■ **REQUIRED TASK**
Could you switch every "draws" in the items below to "traces", leaving everything else unchanged?

Named region outline records:
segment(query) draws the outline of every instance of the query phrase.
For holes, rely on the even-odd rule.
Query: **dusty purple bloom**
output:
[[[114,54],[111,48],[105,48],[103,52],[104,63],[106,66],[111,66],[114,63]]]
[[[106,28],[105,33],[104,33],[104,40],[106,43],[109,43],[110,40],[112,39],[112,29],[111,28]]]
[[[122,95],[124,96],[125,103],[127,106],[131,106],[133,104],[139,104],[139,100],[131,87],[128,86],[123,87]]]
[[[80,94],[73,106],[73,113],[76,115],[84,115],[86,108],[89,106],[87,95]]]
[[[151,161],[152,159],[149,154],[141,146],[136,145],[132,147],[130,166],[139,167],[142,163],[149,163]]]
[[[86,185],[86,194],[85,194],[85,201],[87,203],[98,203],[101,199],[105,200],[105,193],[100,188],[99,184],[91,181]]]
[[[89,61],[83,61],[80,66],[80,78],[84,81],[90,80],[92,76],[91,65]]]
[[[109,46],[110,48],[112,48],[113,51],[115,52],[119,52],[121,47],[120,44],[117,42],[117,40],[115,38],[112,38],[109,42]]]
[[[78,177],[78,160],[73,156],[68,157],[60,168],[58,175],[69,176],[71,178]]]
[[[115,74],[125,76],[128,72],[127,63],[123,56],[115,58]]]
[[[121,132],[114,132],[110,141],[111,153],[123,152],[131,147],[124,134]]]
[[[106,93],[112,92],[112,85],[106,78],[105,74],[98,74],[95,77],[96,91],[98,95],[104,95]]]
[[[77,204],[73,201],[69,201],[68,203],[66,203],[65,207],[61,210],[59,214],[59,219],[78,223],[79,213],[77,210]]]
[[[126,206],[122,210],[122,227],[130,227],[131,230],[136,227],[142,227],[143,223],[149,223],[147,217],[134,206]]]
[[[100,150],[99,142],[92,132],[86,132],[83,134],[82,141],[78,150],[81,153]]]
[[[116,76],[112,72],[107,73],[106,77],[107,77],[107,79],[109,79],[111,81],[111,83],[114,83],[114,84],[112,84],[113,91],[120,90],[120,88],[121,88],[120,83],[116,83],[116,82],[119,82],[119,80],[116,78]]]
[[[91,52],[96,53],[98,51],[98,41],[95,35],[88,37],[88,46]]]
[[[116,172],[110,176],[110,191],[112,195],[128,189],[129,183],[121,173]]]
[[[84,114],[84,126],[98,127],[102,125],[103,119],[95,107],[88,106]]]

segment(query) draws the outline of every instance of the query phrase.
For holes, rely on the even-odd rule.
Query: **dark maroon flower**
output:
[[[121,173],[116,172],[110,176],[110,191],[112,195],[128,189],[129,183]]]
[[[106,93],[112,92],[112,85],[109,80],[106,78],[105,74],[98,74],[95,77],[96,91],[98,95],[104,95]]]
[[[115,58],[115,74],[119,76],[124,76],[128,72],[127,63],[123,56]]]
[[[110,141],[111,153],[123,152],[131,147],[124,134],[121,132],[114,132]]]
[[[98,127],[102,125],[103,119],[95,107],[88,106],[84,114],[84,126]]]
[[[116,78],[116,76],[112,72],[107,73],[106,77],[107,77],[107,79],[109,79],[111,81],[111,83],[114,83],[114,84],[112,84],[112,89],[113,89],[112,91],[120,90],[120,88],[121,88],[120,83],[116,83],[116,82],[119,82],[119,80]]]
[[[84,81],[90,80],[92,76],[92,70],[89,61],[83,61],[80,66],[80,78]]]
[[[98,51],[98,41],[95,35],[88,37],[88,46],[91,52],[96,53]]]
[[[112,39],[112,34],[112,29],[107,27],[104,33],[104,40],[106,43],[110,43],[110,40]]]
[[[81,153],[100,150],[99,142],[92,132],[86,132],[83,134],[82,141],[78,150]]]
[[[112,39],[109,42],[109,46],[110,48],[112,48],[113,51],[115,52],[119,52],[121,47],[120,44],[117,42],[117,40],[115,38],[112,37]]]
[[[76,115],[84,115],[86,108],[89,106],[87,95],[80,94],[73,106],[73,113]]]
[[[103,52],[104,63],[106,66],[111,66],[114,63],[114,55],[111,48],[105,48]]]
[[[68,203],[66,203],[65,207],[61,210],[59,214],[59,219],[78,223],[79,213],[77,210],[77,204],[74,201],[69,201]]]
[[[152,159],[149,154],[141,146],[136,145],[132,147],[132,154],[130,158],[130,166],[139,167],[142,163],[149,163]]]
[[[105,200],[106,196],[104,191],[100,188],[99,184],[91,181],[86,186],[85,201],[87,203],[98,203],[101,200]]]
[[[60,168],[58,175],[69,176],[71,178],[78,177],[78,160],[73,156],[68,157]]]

■ **TASK SOLUTION**
segment(query) traces the outline of every instance of the query phrase.
For holes, rely on the even-odd rule.
Query: **dusty purple bloom**
output:
[[[114,54],[111,48],[105,48],[103,52],[104,63],[106,66],[111,66],[114,63]]]
[[[106,28],[105,33],[104,33],[104,40],[106,43],[109,43],[110,40],[112,39],[112,29],[111,28]]]
[[[122,95],[124,96],[125,103],[127,106],[131,106],[133,104],[139,104],[139,100],[131,87],[128,86],[123,87]]]
[[[80,94],[73,106],[73,113],[76,115],[84,115],[86,108],[89,106],[87,95]]]
[[[151,161],[152,159],[149,154],[141,146],[136,145],[132,147],[130,166],[139,167],[142,163],[149,163]]]
[[[86,185],[86,194],[85,194],[85,201],[87,203],[98,203],[101,199],[105,200],[105,193],[100,188],[99,184],[91,181]]]
[[[89,61],[83,61],[80,66],[80,78],[84,81],[90,80],[92,76],[91,65]]]
[[[109,46],[110,48],[112,48],[113,51],[115,52],[119,52],[121,47],[120,44],[117,42],[117,40],[115,38],[112,38],[109,42]]]
[[[78,177],[78,160],[73,156],[68,157],[60,168],[58,175],[69,176],[71,178]]]
[[[115,74],[125,76],[128,72],[127,63],[123,56],[115,58]]]
[[[121,132],[114,132],[110,141],[111,153],[123,152],[131,147],[124,134]]]
[[[106,93],[112,92],[112,85],[106,78],[105,74],[98,74],[95,77],[96,91],[98,95],[104,95]]]
[[[77,204],[73,201],[69,201],[68,203],[66,203],[65,207],[61,210],[59,214],[59,219],[78,223],[79,213],[77,210]]]
[[[126,206],[122,210],[122,227],[130,227],[131,230],[136,227],[142,227],[143,223],[149,223],[147,217],[134,206]]]
[[[100,150],[99,142],[92,132],[86,132],[83,134],[82,141],[78,150],[81,153]]]
[[[116,76],[112,72],[107,73],[106,77],[107,77],[107,79],[109,79],[111,81],[111,83],[114,83],[114,84],[112,84],[113,91],[120,90],[120,88],[121,88],[120,83],[116,83],[116,82],[119,82],[119,80],[116,78]]]
[[[91,52],[96,53],[98,51],[98,41],[95,35],[88,37],[88,46]]]
[[[116,172],[110,176],[110,191],[112,195],[128,189],[129,183],[121,173]]]
[[[84,114],[84,126],[98,127],[102,125],[103,119],[95,107],[88,106]]]

segment(query) traces the outline of every instance of the query phrase.
For holes, rely on the even-odd rule.
Query: **dark maroon flower**
output:
[[[121,173],[116,172],[110,176],[110,191],[112,195],[128,189],[129,183]]]
[[[106,93],[112,92],[112,85],[109,80],[106,78],[105,74],[98,74],[95,77],[96,91],[98,95],[104,95]]]
[[[115,58],[115,74],[119,76],[124,76],[128,72],[127,63],[123,56]]]
[[[110,141],[111,153],[123,152],[131,147],[124,134],[121,132],[114,132]]]
[[[98,127],[102,125],[103,119],[95,107],[88,106],[84,114],[84,126]]]
[[[116,78],[116,76],[112,72],[107,73],[106,77],[107,77],[107,79],[109,79],[111,81],[111,83],[114,83],[114,84],[112,84],[112,89],[113,89],[112,91],[120,90],[120,88],[121,88],[120,83],[116,83],[116,82],[119,82],[119,80]]]
[[[84,81],[90,80],[92,76],[92,70],[89,61],[83,61],[80,66],[80,78]]]
[[[98,51],[98,41],[95,35],[88,37],[88,46],[91,52],[96,53]]]
[[[112,39],[112,34],[112,29],[107,27],[104,33],[104,40],[106,43],[110,43],[110,40]]]
[[[81,153],[100,150],[99,142],[92,132],[86,132],[83,134],[82,141],[78,150]]]
[[[112,39],[109,42],[109,46],[110,48],[112,48],[113,51],[115,52],[119,52],[121,47],[120,44],[117,42],[117,40],[115,38],[112,37]]]
[[[76,115],[84,115],[86,108],[89,106],[87,95],[80,94],[73,106],[73,113]]]
[[[103,52],[104,63],[106,66],[111,66],[114,63],[114,55],[111,48],[105,48]]]
[[[68,203],[66,203],[65,207],[61,210],[59,214],[59,219],[78,223],[79,213],[77,210],[77,204],[74,201],[69,201]]]
[[[152,159],[149,154],[141,146],[136,145],[132,147],[132,154],[130,158],[130,166],[139,167],[142,163],[149,163]]]
[[[105,200],[106,196],[104,191],[100,188],[99,184],[91,181],[86,186],[85,201],[87,203],[98,203],[101,200]]]
[[[60,168],[58,175],[69,176],[71,178],[78,177],[78,160],[73,156],[68,157]]]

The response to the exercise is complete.